* BEGIN *
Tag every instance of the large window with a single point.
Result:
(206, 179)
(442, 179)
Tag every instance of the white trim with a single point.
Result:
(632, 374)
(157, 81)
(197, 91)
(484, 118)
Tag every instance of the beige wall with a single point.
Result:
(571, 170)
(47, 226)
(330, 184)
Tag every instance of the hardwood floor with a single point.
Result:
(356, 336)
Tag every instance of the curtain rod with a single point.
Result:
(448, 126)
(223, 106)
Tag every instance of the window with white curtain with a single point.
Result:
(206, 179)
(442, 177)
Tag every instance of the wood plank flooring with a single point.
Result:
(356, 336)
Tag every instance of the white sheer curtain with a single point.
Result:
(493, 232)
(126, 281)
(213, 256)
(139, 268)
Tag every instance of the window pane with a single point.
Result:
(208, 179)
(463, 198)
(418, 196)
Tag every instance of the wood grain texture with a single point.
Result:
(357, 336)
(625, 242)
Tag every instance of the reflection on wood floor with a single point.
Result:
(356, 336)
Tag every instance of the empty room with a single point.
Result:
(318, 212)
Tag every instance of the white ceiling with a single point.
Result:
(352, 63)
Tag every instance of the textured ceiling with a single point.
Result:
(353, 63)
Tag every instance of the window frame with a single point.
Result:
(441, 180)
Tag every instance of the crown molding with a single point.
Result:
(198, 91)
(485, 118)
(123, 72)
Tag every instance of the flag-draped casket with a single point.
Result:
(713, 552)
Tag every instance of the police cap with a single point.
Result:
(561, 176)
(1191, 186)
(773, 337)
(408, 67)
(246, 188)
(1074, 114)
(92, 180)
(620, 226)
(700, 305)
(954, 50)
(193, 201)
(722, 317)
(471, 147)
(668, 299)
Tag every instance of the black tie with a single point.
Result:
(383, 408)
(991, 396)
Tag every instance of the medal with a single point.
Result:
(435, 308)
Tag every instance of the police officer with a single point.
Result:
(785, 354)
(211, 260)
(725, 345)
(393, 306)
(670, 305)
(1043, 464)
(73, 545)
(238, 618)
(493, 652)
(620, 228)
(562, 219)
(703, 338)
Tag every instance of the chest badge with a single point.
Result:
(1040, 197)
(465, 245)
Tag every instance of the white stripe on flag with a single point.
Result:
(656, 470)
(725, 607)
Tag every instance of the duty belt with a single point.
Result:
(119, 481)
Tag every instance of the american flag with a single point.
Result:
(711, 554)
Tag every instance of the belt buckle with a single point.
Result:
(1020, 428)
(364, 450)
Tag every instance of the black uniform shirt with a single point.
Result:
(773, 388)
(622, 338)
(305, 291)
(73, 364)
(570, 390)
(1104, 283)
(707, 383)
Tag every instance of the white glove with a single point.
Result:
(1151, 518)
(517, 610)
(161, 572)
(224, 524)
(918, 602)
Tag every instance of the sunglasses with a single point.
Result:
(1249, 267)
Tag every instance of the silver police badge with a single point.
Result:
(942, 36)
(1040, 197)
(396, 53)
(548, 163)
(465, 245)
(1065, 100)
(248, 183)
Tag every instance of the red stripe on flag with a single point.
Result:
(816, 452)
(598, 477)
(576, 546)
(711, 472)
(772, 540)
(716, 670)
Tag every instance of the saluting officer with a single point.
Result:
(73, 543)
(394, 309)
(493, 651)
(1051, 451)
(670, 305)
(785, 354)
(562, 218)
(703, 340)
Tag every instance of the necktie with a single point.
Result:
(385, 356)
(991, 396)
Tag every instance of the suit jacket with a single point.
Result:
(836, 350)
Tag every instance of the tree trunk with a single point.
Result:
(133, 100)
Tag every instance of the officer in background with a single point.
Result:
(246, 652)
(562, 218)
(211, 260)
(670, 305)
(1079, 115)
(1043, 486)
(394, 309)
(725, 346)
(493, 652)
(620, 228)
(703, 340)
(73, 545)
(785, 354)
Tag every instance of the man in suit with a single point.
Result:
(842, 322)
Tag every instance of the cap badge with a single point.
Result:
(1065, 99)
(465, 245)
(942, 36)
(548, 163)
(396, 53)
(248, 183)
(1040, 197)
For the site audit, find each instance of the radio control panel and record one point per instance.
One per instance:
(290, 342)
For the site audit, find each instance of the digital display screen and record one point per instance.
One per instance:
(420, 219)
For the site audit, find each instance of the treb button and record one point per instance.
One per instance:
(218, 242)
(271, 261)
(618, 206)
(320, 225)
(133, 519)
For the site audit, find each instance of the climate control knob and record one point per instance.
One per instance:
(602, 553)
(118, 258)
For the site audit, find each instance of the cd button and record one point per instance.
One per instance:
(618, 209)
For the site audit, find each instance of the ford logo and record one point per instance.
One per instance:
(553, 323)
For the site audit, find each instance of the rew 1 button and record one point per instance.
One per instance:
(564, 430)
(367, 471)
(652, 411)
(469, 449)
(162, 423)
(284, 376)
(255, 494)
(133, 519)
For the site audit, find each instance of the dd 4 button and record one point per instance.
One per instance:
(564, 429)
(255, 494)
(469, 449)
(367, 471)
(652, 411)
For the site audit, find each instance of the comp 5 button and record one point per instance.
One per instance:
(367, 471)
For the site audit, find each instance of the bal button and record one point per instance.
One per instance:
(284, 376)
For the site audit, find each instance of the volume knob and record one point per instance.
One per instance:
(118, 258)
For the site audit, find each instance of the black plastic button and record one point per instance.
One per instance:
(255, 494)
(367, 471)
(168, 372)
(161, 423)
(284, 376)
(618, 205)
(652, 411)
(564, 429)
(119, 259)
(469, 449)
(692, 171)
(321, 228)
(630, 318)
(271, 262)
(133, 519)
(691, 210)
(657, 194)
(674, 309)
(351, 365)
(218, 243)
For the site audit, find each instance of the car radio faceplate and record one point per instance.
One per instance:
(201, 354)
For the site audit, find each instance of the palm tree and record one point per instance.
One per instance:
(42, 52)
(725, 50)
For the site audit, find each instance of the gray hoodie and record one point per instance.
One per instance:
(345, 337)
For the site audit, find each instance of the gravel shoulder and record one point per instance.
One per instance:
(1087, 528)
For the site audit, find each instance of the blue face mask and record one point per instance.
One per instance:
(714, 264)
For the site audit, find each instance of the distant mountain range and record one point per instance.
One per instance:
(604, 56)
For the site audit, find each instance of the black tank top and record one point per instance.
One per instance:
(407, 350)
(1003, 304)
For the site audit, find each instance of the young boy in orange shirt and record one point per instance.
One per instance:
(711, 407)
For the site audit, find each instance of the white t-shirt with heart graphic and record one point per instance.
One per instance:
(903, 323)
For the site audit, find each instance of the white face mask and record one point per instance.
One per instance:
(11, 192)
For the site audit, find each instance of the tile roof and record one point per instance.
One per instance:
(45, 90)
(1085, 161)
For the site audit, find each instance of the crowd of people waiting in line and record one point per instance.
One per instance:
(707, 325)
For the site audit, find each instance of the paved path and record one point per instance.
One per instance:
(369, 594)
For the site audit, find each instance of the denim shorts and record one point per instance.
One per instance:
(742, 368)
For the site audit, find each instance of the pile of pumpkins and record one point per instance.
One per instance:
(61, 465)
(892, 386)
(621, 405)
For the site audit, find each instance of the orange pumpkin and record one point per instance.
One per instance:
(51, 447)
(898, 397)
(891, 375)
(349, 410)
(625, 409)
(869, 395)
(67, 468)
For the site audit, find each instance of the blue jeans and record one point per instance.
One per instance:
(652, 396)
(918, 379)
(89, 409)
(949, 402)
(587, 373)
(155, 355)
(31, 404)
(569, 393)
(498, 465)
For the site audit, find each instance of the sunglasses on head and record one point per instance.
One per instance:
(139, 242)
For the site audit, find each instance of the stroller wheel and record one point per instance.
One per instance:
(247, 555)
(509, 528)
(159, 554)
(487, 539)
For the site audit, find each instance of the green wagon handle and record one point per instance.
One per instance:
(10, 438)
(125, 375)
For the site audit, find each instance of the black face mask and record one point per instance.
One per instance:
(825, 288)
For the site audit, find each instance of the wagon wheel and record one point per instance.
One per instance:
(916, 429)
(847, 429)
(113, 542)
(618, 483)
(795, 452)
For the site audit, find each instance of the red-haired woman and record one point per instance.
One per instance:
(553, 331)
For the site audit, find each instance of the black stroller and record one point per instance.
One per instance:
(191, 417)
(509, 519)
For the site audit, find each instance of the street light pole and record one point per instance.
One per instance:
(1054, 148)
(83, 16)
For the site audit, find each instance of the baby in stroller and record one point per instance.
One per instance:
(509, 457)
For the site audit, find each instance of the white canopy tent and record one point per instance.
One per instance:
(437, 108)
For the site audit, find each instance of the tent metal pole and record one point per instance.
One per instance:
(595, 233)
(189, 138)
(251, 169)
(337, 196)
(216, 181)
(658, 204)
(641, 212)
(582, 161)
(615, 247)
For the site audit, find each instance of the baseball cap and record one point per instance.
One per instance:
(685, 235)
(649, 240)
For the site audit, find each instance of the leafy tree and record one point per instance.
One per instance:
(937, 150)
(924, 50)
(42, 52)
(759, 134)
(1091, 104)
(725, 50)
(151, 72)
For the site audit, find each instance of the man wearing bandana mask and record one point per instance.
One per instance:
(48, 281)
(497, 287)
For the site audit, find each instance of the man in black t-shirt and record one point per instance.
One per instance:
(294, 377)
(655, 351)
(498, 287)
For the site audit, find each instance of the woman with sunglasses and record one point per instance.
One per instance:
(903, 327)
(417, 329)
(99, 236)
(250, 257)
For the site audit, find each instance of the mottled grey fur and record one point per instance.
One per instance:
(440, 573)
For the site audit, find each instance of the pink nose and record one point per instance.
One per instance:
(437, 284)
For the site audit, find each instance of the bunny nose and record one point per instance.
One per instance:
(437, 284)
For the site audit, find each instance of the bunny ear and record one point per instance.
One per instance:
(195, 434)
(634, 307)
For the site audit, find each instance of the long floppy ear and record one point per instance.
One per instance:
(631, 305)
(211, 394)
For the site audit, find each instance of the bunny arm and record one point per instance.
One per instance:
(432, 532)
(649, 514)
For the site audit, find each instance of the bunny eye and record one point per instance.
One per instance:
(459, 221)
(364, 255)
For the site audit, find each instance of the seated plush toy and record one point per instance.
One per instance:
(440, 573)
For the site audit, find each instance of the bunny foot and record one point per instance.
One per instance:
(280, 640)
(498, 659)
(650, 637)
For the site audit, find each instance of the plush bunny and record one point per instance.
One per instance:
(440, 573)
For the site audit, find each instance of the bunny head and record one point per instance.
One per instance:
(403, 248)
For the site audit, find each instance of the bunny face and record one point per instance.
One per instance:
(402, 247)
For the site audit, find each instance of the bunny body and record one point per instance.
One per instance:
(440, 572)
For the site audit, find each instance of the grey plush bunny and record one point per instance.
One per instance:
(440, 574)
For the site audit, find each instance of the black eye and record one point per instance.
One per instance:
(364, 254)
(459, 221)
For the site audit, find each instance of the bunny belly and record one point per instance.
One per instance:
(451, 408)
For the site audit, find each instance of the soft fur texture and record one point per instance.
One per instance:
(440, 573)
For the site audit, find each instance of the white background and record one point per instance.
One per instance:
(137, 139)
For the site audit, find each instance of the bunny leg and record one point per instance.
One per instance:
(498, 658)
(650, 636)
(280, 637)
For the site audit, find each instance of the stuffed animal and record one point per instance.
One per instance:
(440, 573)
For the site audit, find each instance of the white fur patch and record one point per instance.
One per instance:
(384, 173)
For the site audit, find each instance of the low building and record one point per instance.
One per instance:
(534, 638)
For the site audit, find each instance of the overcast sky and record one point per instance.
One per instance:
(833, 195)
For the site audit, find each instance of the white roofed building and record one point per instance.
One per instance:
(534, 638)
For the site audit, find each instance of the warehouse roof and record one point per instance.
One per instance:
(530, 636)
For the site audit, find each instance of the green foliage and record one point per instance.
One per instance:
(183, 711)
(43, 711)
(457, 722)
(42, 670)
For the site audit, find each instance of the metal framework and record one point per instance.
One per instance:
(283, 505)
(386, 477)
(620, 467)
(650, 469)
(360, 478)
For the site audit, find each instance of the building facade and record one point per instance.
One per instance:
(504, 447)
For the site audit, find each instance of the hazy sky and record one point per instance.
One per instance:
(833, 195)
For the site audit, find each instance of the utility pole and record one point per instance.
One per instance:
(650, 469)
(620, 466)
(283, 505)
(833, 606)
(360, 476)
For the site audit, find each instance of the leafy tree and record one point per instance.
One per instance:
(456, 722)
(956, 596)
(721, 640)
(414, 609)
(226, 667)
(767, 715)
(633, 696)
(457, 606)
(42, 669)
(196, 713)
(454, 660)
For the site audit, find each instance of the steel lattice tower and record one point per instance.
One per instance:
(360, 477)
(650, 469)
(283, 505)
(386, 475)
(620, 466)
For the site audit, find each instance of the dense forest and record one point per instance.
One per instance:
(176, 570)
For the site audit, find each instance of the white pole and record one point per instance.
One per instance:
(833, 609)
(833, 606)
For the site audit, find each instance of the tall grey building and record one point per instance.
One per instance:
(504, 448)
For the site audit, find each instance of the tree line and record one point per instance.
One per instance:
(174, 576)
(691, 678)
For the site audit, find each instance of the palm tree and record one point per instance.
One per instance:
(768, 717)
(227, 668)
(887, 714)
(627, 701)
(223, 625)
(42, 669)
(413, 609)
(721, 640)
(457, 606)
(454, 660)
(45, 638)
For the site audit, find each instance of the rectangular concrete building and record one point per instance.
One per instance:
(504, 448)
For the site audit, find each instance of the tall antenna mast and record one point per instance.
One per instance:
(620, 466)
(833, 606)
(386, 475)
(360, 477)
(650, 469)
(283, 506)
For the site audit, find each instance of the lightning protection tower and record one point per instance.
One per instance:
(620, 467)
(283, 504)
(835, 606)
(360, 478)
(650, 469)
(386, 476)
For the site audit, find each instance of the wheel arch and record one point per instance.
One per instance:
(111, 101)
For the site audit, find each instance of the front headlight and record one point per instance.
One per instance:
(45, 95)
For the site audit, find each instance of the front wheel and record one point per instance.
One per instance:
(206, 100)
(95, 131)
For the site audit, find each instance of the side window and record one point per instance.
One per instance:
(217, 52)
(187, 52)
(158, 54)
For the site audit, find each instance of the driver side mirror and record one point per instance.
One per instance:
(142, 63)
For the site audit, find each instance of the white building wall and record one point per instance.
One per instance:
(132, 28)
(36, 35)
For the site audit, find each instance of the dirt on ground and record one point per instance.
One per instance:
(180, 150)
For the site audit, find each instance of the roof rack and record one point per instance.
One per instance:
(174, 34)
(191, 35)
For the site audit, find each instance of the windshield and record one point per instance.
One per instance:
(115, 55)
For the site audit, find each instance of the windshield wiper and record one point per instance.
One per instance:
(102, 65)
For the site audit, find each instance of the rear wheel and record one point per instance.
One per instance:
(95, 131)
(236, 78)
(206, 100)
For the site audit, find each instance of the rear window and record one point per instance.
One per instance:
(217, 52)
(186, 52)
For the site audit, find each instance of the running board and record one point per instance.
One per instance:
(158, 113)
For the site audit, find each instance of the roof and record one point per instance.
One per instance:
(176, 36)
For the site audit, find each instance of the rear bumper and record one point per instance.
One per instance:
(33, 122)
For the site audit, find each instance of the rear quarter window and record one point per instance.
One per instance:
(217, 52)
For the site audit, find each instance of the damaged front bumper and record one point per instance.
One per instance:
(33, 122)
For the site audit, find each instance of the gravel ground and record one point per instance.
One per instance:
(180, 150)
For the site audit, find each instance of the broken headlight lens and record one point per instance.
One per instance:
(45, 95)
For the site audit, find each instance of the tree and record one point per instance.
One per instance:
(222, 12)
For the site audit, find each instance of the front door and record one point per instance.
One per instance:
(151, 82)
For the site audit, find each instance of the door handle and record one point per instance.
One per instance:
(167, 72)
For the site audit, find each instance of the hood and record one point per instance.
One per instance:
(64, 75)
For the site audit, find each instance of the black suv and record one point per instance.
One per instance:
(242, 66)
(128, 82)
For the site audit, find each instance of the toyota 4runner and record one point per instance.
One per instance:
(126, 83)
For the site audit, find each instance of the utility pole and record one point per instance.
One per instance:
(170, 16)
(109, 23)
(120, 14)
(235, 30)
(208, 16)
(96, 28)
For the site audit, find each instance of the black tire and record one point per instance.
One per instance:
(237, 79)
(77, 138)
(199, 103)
* END *
**Stated goal**
Retype exactly, please, each line from the line that contains "For the site audit, find each instance of the front door" through the last line of the entries above, with nothing added.

**Result of the exercise**
For the site audit, find each instance of the front door and record one point per instance.
One per instance:
(151, 82)
For the site audit, find each instance of the door handle and record one point per instance.
One per instance:
(167, 72)
For the site audit, find each instance of the hood and record one point per instance.
One per instance:
(64, 75)
For the site audit, find each instance of the black suv and record one point per instance.
One per instance:
(242, 66)
(128, 82)
For the site audit, find each instance of the toyota 4runner and record one point per instance.
One per instance:
(126, 83)
For the site audit, find each instance of the utility pole and record one point per instance.
One per instance:
(170, 16)
(109, 23)
(120, 14)
(235, 30)
(208, 16)
(96, 28)
For the site audit, find each instance of the black tire and record one point per instance.
One per instance:
(237, 79)
(77, 138)
(199, 103)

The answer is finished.